:: Excerpted records ::

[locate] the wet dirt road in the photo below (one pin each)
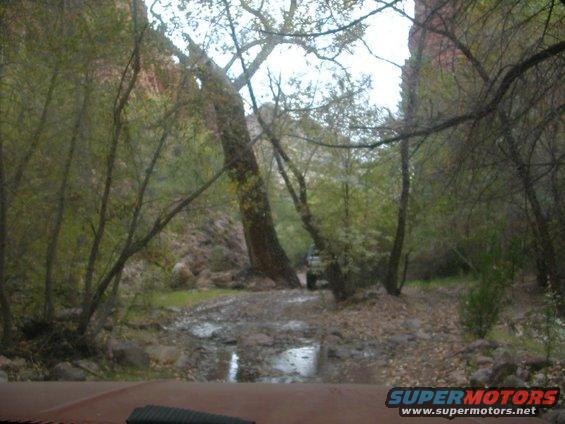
(270, 337)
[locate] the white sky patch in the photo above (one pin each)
(386, 35)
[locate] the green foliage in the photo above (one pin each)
(552, 328)
(481, 305)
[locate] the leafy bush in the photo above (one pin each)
(481, 305)
(218, 258)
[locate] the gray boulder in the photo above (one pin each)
(64, 371)
(128, 353)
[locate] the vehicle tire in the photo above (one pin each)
(310, 281)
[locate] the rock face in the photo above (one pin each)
(128, 353)
(217, 244)
(64, 371)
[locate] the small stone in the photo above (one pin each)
(228, 340)
(87, 365)
(257, 339)
(184, 361)
(535, 363)
(31, 375)
(337, 353)
(513, 381)
(480, 345)
(501, 370)
(556, 416)
(412, 324)
(5, 363)
(502, 355)
(128, 353)
(64, 371)
(539, 379)
(458, 377)
(522, 373)
(481, 377)
(484, 361)
(163, 354)
(401, 338)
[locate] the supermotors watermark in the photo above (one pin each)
(451, 402)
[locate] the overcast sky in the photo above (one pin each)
(386, 36)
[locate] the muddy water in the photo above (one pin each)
(265, 337)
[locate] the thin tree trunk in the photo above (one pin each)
(37, 133)
(266, 254)
(4, 301)
(121, 102)
(411, 81)
(52, 245)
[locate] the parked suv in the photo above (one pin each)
(314, 267)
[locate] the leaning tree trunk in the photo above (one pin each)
(411, 84)
(265, 252)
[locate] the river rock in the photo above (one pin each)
(5, 363)
(459, 378)
(128, 353)
(501, 370)
(184, 361)
(163, 354)
(260, 283)
(481, 377)
(399, 339)
(523, 373)
(479, 345)
(412, 324)
(556, 416)
(539, 380)
(513, 381)
(484, 361)
(88, 366)
(535, 363)
(31, 374)
(68, 314)
(64, 371)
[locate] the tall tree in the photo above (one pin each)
(410, 85)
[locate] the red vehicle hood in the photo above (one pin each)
(113, 402)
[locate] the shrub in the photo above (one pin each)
(481, 305)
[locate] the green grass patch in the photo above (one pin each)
(183, 298)
(156, 305)
(440, 282)
(504, 337)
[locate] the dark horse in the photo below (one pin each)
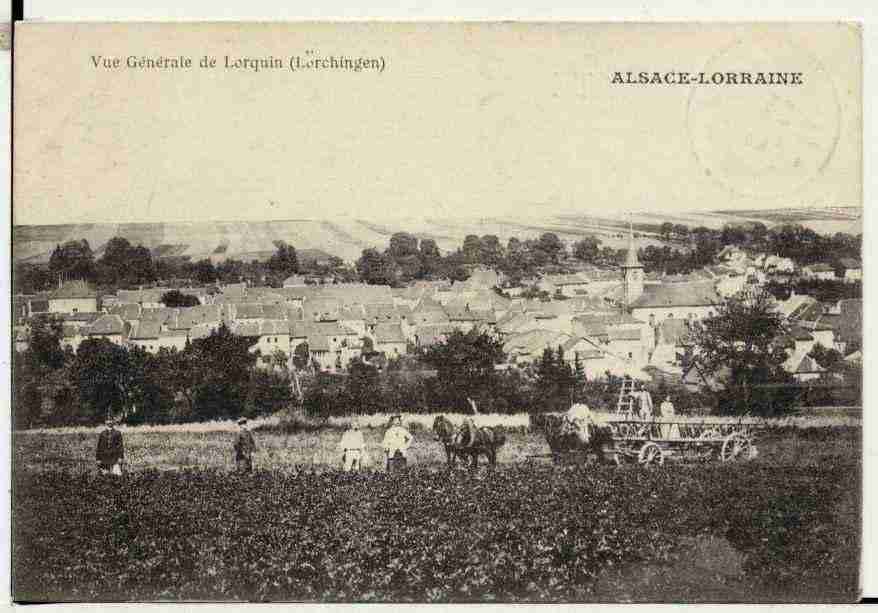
(460, 442)
(563, 436)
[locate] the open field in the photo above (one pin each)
(182, 525)
(788, 442)
(784, 527)
(346, 237)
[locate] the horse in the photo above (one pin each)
(461, 442)
(563, 436)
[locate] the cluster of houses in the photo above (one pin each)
(606, 321)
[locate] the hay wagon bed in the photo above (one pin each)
(652, 442)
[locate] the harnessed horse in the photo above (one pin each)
(472, 442)
(563, 435)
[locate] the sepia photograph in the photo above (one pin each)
(437, 312)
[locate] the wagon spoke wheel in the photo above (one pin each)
(650, 454)
(736, 448)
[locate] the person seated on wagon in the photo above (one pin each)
(645, 406)
(581, 417)
(397, 439)
(671, 430)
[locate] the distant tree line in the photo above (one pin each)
(122, 265)
(409, 258)
(701, 245)
(211, 378)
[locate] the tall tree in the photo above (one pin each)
(465, 364)
(741, 346)
(73, 260)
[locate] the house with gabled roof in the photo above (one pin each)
(389, 339)
(71, 336)
(803, 367)
(128, 312)
(73, 297)
(527, 347)
(432, 333)
(295, 281)
(270, 336)
(821, 271)
(109, 327)
(853, 269)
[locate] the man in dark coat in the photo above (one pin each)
(111, 450)
(245, 445)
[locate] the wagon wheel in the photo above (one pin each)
(737, 448)
(650, 454)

:::

_Set exercise_. Reproduce the entries above word for word. Pictures stay out.

_Response_.
[locate] the wet dirt road in the photo below (one pin each)
(270, 337)
[locate] the white sky patch in the photo above (one pin each)
(386, 35)
[locate] the green foliage in the photo above (one pin each)
(552, 328)
(481, 305)
[locate] the leafy bush in the photo above (one pin each)
(481, 305)
(218, 258)
[locate] the gray boulder in the photo above (one pin each)
(64, 371)
(128, 353)
[locate] the vehicle tire in the photo above (one pin each)
(310, 281)
[locate] the rock face in the photo above (one pin each)
(128, 353)
(217, 244)
(64, 371)
[locate] the small stone in the photo above (one pin each)
(228, 340)
(87, 365)
(257, 339)
(184, 361)
(535, 363)
(31, 375)
(337, 353)
(513, 381)
(480, 345)
(501, 370)
(556, 416)
(412, 324)
(5, 363)
(502, 355)
(128, 353)
(64, 371)
(539, 379)
(458, 377)
(522, 373)
(481, 377)
(484, 361)
(163, 354)
(401, 338)
[locate] the supermotors watermark in the photo above (one pin each)
(451, 402)
[locate] the overcast sky in the photo above (one pin each)
(386, 36)
[locate] the muddy water in the photo above (one pin each)
(265, 337)
[locate] the thin tree trunk in the photo above (one pin each)
(37, 133)
(266, 254)
(4, 301)
(121, 102)
(411, 81)
(52, 245)
[locate] the parked suv in the photo above (one pin each)
(314, 267)
[locate] the leaning tree trunk in the photo above (one pin each)
(411, 84)
(265, 252)
[locate] the river rock in the photo above (one pin each)
(5, 363)
(459, 378)
(128, 353)
(501, 370)
(184, 361)
(163, 354)
(260, 283)
(481, 377)
(399, 339)
(523, 373)
(479, 345)
(412, 324)
(556, 416)
(539, 380)
(513, 381)
(484, 361)
(88, 366)
(535, 363)
(31, 374)
(68, 314)
(64, 371)
[locate] the tall tree in the photo above (one pin each)
(410, 85)
[locate] the red vehicle hood in the photo above (one pin each)
(113, 402)
[locate] the shrub in the photo above (one pin each)
(481, 305)
[locate] the green grass patch in the photo above (one pin each)
(183, 298)
(156, 305)
(440, 282)
(504, 337)
[locate] the dark horse in the photo below (one pin each)
(460, 442)
(563, 436)
[locate] the open field in the photo above (one pin each)
(182, 525)
(788, 442)
(784, 527)
(346, 237)
[locate] the horse in the photo above (one pin each)
(461, 442)
(563, 436)
[locate] the cluster of houses in the photo above (one pin each)
(606, 321)
[locate] the hay wagon bed in the photo above (one pin each)
(652, 442)
[locate] the harnessed horse in the photo above (one pin each)
(472, 442)
(563, 435)
[locate] the sepia photograph in the photo above (one pin each)
(437, 312)
[locate] the wagon spoke wheel in the photo above (one pin each)
(650, 454)
(736, 448)
[locate] the person seated on wagon in the photo above (one pin each)
(645, 406)
(581, 417)
(397, 439)
(671, 430)
[locate] the distant tree line in the photo above (one pin each)
(122, 265)
(409, 258)
(701, 245)
(211, 378)
[locate] the tall tree in the photo above (one pin each)
(465, 364)
(741, 346)
(73, 260)
[locate] the house with gabled roof in the photo above (one pin each)
(389, 339)
(71, 336)
(803, 367)
(128, 312)
(73, 297)
(527, 347)
(432, 333)
(295, 281)
(270, 336)
(821, 271)
(109, 327)
(853, 269)
[locate] the man in dark coat in the photo above (one pin each)
(111, 450)
(245, 445)
[locate] the wagon wheel in the photo above (one pin each)
(737, 448)
(650, 454)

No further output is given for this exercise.